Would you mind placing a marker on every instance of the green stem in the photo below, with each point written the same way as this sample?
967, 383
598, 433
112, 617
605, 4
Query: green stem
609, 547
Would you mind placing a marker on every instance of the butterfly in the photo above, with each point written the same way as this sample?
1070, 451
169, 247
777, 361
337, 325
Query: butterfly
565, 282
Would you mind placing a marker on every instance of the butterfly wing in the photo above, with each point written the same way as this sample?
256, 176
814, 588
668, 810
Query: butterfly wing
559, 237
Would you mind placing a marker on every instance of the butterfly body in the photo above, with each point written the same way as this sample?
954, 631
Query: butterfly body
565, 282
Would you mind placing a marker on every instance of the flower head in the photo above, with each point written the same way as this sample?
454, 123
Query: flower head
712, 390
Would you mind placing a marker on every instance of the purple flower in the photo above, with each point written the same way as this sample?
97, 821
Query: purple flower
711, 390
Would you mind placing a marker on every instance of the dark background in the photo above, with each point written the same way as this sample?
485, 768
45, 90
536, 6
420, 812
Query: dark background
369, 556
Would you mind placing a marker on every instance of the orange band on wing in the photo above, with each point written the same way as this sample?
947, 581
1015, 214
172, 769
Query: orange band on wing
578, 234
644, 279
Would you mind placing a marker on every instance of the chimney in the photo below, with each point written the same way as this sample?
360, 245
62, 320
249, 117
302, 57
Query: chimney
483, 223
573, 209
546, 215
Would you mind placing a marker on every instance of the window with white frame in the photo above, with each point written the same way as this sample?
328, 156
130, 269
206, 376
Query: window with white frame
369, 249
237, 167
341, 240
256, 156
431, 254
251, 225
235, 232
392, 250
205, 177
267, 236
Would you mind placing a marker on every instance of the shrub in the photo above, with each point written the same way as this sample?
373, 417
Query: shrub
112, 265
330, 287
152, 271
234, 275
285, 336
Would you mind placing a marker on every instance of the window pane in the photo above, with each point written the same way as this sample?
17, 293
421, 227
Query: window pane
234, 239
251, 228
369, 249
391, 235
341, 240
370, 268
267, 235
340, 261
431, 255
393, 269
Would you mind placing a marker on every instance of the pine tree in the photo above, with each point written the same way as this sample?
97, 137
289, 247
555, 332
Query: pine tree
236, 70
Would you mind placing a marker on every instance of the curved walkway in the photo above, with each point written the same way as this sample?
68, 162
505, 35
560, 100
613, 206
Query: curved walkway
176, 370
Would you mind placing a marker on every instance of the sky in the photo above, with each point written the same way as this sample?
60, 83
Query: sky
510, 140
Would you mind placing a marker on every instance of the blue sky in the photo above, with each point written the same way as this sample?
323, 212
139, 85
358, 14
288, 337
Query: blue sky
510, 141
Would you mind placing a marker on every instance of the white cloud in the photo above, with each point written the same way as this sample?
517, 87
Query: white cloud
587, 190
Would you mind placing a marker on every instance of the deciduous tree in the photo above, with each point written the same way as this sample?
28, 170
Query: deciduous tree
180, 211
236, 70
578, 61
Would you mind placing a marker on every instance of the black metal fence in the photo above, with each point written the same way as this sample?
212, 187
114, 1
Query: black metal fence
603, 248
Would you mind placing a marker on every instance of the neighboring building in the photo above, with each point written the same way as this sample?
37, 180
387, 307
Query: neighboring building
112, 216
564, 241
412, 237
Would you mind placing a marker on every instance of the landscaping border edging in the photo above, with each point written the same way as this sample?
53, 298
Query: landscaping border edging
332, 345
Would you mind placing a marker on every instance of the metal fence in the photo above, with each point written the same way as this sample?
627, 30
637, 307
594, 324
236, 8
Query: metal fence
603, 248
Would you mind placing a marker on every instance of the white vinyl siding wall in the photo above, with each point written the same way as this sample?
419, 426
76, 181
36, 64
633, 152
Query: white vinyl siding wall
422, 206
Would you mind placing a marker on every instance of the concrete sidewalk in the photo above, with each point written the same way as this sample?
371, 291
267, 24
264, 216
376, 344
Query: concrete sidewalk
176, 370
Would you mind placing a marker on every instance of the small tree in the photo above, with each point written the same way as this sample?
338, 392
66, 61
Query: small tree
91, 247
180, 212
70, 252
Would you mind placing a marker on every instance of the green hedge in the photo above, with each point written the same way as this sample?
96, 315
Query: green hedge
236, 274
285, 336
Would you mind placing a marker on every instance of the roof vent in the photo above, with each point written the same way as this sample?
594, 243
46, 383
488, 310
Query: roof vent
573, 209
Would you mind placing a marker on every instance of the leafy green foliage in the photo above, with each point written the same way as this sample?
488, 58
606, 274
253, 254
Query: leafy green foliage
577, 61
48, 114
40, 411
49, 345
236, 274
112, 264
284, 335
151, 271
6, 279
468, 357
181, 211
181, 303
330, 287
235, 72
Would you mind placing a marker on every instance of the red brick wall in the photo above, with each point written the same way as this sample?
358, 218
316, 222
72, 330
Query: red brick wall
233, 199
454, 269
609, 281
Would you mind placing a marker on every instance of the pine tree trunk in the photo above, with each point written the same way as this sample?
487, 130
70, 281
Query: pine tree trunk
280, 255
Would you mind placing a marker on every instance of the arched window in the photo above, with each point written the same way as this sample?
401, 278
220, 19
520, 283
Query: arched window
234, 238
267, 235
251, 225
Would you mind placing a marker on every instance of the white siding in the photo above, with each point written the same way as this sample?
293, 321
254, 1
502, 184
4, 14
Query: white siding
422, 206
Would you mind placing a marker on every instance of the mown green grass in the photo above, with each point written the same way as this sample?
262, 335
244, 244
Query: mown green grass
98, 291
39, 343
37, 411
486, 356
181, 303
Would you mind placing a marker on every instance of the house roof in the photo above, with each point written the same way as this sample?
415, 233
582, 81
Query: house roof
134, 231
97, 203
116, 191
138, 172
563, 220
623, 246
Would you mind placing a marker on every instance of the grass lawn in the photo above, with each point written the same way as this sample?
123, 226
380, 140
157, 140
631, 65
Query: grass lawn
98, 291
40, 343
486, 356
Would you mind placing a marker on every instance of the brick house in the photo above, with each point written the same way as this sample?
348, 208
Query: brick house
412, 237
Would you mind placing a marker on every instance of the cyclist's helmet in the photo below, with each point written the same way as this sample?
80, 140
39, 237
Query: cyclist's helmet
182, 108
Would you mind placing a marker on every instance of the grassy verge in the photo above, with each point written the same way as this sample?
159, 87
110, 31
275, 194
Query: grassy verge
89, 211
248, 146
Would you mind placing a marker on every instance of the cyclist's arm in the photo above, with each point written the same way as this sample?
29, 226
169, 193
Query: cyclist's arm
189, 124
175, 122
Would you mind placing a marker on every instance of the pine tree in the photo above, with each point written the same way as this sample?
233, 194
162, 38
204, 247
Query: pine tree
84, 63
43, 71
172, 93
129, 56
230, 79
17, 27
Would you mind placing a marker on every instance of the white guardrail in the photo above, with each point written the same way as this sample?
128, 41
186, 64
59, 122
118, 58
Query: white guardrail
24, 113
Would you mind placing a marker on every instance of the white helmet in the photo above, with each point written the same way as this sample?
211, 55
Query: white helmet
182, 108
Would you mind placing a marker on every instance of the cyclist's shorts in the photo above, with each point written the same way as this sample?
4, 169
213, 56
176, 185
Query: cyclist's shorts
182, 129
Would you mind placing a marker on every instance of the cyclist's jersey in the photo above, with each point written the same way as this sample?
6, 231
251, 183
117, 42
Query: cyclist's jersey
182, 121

---------------

Give back, unchanged, every line from the one with "the white guardrail" to the end of the entries above.

Would you mind placing a marker on every instance of the white guardrail in the photo above, with each point written the same way as this sample?
128, 41
186, 64
59, 122
118, 58
Query: white guardrail
24, 113
Would you mind placing a marker on every instance of the white helmet in the photo above, with each point written the same way as this sample?
211, 55
Query: white helmet
182, 108
Would you mind placing a marker on every instance of the cyclist's shorts in the photo above, with each point written the same way as this sample?
4, 169
213, 56
176, 185
Query: cyclist's shorts
182, 129
Would you mind placing a marker on every instance of the cyclist's jersey in the photo above, with each point written the same way as this sample?
6, 231
251, 183
117, 42
Query: cyclist's jersey
182, 121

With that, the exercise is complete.